EXERCISE DESCRIPTION —
Both the line with "Task: Expected behaviour is that every instance of the balcony" and the line with "Task: Expected behaviour is that every instance of the hazy" in the records below must appear in the output, along with every line between them, exactly and with nothing added.
────────
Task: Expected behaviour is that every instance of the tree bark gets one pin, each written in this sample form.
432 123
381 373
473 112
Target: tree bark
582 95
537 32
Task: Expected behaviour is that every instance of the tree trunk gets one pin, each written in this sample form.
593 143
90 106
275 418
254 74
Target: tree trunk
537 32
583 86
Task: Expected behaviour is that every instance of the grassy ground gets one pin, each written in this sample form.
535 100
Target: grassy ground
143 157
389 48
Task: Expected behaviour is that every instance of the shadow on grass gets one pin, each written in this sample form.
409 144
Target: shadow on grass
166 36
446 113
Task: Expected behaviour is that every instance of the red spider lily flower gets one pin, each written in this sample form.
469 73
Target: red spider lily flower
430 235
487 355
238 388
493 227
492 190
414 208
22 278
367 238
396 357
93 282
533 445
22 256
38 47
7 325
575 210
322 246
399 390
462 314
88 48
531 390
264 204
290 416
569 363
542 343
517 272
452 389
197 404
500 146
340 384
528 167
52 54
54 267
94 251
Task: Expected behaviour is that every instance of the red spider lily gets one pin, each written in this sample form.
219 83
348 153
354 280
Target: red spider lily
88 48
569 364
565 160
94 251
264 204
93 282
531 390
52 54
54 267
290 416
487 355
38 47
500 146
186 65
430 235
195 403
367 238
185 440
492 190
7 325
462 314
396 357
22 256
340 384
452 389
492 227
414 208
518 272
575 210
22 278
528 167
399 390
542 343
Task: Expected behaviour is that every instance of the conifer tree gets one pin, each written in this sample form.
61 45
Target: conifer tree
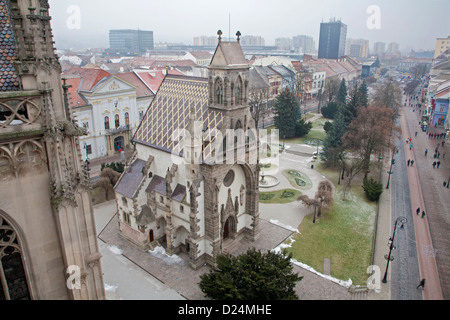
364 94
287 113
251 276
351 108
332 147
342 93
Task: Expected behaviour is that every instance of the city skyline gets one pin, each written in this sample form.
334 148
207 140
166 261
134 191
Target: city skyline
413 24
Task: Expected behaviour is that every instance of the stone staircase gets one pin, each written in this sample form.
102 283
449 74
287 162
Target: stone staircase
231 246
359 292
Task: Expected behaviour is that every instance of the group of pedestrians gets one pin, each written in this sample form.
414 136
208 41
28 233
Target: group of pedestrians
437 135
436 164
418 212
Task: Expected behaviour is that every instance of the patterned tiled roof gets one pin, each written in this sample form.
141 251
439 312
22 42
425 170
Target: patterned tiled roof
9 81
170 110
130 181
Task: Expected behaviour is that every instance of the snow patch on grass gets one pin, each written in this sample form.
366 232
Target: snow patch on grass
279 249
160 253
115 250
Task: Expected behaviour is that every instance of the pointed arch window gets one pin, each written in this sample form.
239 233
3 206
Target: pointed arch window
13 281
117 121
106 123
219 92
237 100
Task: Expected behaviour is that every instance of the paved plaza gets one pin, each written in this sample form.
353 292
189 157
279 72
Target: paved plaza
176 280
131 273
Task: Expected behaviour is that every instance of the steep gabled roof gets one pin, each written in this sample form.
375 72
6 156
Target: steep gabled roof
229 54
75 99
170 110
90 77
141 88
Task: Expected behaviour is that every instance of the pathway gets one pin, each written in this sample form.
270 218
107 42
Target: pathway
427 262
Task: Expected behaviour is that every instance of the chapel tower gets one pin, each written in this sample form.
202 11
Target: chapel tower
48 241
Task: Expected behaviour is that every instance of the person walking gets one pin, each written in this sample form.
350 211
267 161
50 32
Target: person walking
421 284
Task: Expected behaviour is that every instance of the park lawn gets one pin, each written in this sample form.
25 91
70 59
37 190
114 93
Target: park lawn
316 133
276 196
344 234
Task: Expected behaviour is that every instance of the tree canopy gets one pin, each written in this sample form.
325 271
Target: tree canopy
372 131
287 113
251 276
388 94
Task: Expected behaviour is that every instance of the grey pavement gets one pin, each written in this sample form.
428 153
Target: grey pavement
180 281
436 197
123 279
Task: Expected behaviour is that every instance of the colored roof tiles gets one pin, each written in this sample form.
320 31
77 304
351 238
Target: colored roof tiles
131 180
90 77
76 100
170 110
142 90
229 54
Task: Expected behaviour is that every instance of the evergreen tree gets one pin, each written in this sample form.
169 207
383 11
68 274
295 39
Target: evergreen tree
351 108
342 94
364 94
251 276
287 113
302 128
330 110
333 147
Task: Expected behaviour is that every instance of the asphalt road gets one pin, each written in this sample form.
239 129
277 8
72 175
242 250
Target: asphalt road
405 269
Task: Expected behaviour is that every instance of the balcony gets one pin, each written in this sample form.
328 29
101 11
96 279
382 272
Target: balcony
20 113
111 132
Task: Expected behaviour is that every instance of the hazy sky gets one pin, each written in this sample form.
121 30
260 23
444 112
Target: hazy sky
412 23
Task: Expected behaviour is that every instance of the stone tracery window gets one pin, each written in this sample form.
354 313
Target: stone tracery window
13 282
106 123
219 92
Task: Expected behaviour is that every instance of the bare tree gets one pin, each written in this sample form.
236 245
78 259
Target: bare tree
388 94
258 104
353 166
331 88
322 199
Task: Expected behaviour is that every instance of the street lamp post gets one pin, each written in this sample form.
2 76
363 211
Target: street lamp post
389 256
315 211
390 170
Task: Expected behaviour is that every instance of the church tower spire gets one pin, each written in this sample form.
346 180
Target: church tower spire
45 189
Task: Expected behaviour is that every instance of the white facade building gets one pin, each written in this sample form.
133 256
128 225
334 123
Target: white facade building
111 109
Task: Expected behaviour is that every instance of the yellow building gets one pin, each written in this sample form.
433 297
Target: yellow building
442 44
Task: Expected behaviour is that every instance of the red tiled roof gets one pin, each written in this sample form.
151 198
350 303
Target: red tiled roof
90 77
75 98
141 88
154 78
────────
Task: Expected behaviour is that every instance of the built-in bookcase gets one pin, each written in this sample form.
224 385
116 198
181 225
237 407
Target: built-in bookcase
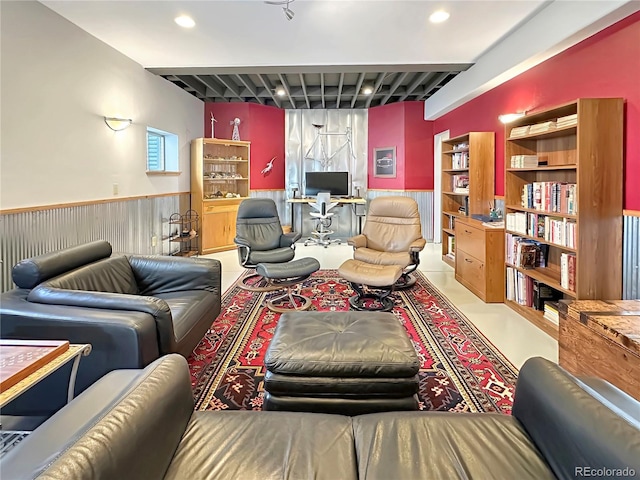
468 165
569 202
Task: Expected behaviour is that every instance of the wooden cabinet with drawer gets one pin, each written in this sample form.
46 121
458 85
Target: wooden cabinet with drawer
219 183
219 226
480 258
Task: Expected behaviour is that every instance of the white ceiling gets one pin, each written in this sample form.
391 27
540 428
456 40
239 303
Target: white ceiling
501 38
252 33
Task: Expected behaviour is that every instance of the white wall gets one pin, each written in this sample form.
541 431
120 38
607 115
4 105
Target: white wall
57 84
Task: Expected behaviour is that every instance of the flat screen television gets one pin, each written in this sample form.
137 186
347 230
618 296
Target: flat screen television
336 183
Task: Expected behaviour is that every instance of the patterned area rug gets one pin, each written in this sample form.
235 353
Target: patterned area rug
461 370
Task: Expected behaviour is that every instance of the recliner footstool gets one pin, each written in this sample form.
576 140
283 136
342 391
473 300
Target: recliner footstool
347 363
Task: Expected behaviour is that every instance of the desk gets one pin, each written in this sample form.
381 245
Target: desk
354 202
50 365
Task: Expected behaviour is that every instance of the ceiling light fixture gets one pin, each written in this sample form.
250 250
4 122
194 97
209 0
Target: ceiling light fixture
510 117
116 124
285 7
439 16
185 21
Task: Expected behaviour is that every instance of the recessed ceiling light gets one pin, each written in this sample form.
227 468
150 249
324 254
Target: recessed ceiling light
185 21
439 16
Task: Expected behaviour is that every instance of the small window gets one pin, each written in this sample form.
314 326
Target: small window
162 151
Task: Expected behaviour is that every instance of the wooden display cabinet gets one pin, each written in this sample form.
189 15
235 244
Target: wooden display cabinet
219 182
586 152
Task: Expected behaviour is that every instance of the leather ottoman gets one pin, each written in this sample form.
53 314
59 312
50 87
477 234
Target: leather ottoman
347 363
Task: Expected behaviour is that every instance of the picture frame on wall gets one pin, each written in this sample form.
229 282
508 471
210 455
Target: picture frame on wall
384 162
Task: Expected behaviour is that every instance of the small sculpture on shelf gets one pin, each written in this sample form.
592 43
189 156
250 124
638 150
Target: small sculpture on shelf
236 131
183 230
────────
YOUR SOLUTION —
Task: Expected behaviour is that every instance of the balcony gets one pin, each written in this sample form.
328 29
101 11
96 279
382 272
Target: balcony
20 113
111 132
Task: Expected behaviour is that every instance of the hazy sky gets one pin, each written in this sample form.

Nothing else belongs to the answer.